===== Records to process =====

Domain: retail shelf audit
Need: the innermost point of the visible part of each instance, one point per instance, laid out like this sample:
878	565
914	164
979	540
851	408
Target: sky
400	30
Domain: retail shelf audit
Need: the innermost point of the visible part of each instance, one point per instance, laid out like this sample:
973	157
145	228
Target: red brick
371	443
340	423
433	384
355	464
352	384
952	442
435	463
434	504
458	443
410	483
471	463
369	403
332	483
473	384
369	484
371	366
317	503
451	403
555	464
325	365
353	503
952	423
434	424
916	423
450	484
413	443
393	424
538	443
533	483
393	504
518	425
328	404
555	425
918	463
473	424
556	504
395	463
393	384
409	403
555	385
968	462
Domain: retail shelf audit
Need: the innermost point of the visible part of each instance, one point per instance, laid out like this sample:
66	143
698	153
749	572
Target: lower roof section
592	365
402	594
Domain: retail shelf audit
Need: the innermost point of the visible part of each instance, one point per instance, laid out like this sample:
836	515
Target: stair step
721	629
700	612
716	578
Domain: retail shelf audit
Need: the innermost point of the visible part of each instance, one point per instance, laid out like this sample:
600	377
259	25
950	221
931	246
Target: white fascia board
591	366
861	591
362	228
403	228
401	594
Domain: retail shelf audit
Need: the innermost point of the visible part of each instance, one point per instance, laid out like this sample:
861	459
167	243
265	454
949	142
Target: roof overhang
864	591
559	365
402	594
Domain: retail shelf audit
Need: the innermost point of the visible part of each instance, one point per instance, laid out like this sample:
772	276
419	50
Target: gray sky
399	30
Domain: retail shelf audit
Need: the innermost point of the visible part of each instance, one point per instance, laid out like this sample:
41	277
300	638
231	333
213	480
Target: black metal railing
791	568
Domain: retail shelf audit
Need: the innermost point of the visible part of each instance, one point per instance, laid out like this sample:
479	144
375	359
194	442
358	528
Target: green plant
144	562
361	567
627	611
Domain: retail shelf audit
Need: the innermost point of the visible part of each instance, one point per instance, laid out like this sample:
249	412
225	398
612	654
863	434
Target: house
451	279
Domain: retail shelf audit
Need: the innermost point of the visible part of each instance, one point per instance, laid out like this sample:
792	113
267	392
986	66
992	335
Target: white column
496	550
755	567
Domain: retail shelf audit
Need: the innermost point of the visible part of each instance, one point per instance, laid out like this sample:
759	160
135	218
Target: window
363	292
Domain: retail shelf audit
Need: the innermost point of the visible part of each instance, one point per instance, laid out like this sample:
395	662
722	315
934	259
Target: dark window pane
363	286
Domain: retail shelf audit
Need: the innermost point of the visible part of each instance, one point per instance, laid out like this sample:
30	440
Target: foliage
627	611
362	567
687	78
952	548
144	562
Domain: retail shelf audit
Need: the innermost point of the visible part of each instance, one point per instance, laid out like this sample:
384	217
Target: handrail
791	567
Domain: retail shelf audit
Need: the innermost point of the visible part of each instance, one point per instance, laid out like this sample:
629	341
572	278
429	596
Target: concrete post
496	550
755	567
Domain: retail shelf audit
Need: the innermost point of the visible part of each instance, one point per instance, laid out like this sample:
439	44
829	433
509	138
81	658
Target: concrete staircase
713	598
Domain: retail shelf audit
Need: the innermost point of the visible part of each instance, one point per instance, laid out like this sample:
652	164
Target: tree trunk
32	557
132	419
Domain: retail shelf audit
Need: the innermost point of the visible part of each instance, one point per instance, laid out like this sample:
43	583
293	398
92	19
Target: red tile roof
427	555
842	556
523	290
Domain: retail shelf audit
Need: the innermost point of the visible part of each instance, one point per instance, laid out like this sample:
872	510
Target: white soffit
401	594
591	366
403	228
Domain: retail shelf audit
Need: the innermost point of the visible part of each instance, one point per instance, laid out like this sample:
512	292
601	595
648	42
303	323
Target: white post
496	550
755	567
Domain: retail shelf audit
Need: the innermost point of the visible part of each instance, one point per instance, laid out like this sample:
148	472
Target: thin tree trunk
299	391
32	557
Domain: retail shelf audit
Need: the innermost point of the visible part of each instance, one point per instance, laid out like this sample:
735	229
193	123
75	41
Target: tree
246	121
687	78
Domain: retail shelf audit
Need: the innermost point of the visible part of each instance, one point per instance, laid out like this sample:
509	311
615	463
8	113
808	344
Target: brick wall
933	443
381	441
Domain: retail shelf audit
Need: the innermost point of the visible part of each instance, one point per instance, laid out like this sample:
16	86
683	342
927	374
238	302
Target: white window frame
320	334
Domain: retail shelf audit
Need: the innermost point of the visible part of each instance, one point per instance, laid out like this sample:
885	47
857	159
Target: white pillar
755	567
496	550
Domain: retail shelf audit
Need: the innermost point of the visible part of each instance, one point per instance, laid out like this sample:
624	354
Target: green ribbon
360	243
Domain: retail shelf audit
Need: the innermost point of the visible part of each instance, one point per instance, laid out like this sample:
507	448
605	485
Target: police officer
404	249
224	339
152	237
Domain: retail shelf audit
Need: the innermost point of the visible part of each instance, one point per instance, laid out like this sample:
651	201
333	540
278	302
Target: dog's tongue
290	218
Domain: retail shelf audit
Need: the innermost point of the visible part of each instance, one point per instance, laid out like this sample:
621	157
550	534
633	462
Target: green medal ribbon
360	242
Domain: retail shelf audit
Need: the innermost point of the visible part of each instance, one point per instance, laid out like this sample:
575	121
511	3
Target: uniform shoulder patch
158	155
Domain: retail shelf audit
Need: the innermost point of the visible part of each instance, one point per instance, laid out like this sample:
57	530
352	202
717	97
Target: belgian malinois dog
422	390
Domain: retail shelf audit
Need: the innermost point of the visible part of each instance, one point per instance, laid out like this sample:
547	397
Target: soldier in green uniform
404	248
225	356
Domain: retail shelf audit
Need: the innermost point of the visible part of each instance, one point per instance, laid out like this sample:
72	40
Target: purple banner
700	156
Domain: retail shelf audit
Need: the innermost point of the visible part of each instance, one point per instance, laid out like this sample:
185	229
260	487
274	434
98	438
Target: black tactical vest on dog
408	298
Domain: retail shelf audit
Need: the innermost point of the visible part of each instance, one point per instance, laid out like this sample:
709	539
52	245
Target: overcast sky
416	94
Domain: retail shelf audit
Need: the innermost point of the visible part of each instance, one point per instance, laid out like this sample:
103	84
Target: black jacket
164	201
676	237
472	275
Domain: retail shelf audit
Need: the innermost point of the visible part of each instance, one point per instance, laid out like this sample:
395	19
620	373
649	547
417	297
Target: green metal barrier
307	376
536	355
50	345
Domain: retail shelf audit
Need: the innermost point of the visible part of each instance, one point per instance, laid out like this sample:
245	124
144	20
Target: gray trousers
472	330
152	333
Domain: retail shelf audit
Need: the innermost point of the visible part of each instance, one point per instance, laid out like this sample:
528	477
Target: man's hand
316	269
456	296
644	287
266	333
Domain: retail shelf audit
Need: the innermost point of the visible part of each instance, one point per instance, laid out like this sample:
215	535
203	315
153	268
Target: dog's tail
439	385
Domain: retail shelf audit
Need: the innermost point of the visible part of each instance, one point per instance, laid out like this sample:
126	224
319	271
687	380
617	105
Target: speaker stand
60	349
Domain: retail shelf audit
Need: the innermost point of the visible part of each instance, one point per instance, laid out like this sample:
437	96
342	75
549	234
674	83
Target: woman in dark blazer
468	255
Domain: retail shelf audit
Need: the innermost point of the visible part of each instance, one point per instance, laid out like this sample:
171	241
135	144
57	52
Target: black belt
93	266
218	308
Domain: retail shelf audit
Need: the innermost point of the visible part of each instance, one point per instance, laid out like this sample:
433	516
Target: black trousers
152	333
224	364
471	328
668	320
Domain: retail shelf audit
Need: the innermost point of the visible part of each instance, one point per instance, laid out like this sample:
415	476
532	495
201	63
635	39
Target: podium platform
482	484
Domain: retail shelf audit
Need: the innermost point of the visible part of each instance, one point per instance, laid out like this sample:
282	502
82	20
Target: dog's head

=====

Task brief: Copy every line of the listing above that contains the string "post", treating uppercase and lowercase as different.

Result for this exercise:
Target: concrete post
Target: white post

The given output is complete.